Copy the entries starting at the line containing "Where can you see the calm" and ending at the line containing "<point>309,732</point>", substituting "widest part" for each "thickest part" and leaving everything else as it is.
◇ ◇ ◇ ◇
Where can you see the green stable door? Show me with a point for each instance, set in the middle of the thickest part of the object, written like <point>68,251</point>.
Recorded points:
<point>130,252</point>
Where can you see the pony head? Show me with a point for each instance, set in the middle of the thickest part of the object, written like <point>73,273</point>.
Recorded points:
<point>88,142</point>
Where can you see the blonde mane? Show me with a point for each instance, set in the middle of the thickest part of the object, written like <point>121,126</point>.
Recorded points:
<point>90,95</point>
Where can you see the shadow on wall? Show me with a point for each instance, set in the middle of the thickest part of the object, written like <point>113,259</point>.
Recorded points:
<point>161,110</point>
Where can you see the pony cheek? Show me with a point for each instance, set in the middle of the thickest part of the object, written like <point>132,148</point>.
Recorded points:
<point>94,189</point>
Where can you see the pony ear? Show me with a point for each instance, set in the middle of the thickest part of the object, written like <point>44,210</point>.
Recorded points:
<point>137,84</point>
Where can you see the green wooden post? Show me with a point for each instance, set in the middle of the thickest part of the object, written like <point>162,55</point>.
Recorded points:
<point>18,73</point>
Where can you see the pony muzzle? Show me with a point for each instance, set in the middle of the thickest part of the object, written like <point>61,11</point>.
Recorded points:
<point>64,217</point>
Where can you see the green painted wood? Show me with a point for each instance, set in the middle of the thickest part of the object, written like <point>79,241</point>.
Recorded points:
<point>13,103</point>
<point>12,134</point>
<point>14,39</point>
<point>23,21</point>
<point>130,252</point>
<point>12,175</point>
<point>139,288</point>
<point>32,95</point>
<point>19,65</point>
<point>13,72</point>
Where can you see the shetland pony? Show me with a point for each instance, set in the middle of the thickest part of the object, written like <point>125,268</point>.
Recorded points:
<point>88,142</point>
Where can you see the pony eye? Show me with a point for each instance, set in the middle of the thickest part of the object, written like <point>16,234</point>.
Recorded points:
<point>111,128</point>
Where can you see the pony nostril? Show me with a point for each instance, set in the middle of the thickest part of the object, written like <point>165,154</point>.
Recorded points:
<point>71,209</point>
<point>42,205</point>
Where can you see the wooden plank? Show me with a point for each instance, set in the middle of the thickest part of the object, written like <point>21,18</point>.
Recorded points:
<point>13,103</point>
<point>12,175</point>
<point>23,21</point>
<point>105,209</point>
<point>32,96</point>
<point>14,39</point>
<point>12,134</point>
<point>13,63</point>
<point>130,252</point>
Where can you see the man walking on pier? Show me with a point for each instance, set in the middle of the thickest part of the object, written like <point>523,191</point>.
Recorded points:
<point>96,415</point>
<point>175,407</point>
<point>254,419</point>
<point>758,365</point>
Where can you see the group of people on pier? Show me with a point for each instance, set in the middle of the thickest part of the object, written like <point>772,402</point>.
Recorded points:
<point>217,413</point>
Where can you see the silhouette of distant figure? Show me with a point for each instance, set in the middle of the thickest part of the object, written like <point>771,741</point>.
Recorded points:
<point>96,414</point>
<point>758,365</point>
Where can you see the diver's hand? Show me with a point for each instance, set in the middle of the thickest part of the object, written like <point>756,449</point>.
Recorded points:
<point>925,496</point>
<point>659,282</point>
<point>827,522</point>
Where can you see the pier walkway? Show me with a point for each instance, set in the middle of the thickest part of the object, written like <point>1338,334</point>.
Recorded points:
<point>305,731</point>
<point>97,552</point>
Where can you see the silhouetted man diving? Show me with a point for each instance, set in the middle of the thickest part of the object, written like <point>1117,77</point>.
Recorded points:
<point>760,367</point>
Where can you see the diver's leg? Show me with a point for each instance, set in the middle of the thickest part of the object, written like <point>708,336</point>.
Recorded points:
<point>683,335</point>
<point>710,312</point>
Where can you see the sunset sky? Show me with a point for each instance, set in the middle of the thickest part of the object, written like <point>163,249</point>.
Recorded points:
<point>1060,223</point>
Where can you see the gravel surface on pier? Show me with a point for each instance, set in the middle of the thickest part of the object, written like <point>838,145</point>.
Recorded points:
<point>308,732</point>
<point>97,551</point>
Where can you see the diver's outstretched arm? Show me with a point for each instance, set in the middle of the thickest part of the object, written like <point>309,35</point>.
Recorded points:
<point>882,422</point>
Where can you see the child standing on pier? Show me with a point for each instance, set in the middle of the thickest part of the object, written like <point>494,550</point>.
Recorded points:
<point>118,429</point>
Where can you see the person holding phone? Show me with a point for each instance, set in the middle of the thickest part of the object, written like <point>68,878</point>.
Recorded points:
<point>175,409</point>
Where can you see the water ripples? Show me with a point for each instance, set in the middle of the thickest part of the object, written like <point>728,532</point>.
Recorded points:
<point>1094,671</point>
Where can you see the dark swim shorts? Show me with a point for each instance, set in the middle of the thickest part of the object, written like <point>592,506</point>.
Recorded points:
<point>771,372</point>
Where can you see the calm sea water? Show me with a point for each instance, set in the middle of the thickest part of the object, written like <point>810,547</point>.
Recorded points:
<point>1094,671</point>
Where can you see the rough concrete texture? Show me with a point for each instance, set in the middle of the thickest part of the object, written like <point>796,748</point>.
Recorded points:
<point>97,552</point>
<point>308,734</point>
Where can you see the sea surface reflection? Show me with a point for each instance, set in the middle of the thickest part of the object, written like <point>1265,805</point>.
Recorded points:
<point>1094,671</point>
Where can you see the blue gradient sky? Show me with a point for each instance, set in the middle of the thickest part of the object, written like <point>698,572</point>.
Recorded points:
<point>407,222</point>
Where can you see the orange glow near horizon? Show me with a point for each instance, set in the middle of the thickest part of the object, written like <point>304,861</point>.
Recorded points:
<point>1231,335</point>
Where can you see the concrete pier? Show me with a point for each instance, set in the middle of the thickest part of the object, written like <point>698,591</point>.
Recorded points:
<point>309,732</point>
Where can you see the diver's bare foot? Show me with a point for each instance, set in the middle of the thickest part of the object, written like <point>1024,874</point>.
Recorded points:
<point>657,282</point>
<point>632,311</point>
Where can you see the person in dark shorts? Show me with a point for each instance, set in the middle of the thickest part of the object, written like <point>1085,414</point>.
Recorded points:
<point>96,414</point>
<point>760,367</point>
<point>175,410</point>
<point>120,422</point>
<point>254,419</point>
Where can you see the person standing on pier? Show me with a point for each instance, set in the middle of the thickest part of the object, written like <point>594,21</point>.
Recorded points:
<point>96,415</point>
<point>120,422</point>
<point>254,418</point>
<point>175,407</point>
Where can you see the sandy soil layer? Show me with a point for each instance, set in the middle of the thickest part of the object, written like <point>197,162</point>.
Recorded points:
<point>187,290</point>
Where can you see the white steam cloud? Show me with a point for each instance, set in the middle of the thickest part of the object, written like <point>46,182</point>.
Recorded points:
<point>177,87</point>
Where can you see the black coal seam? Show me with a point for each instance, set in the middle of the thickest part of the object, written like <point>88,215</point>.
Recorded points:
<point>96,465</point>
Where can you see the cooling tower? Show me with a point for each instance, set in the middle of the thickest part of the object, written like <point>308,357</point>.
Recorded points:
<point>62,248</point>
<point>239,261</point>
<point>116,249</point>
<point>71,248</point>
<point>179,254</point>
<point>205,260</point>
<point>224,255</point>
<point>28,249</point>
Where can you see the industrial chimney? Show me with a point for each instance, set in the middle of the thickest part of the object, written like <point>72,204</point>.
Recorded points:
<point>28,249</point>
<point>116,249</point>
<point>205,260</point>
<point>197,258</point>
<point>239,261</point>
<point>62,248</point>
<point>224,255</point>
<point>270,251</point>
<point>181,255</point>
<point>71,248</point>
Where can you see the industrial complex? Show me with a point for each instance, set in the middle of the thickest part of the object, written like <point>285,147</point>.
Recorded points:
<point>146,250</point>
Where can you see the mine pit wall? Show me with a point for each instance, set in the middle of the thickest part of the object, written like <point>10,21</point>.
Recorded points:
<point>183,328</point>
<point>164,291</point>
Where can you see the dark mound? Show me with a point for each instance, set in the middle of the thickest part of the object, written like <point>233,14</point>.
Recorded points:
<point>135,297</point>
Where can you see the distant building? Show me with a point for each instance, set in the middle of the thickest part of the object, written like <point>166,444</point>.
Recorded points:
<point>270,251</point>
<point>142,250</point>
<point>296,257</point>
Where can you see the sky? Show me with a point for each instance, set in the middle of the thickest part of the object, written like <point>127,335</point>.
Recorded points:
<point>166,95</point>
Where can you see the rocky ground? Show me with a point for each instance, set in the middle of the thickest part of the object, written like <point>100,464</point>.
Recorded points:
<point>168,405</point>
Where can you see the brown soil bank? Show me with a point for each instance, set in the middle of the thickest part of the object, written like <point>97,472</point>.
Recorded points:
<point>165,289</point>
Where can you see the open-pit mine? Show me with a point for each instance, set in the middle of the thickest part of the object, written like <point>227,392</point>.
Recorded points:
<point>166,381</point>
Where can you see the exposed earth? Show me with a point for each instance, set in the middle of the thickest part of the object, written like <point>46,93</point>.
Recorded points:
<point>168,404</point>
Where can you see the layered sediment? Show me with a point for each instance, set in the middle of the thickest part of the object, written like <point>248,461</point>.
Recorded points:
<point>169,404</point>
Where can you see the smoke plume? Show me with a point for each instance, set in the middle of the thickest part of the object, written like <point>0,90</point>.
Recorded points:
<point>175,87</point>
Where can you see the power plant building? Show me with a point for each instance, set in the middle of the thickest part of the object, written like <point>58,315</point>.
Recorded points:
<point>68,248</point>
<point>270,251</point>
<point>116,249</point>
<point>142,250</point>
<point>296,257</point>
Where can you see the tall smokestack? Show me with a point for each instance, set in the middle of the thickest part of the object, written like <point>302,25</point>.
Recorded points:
◇ ◇ ◇ ◇
## Task result
Where can you see the calm sea water? Show me with a point for each instance, set in the middle of the widest part of the object, written like <point>810,547</point>.
Recorded points:
<point>1094,671</point>
Where can you see the rough concrete texture? Show me with a point for each instance, set in the middle of the widest part of the object, written like <point>796,748</point>.
Recorded points:
<point>97,552</point>
<point>308,734</point>
Where can you see the sea surface reflection? Show me with a point for each instance, set in the middle of the widest part of the object, written like <point>1265,805</point>.
Recorded points:
<point>1094,671</point>
Where can you see the blue gradient sky? Show me with a point for each instance, set in the middle of the widest part of the object, written like <point>698,572</point>.
Recorded points:
<point>407,222</point>
Where can you see the orange glow near horizon? Show me with a point for each instance, set in the middle of the widest part of the object, written like <point>304,861</point>.
Recorded points:
<point>1231,335</point>
Where can you see the concrete pier? Show me with a point for each instance, set in the middle of the widest part of the object, written like <point>698,591</point>.
Recorded points:
<point>309,732</point>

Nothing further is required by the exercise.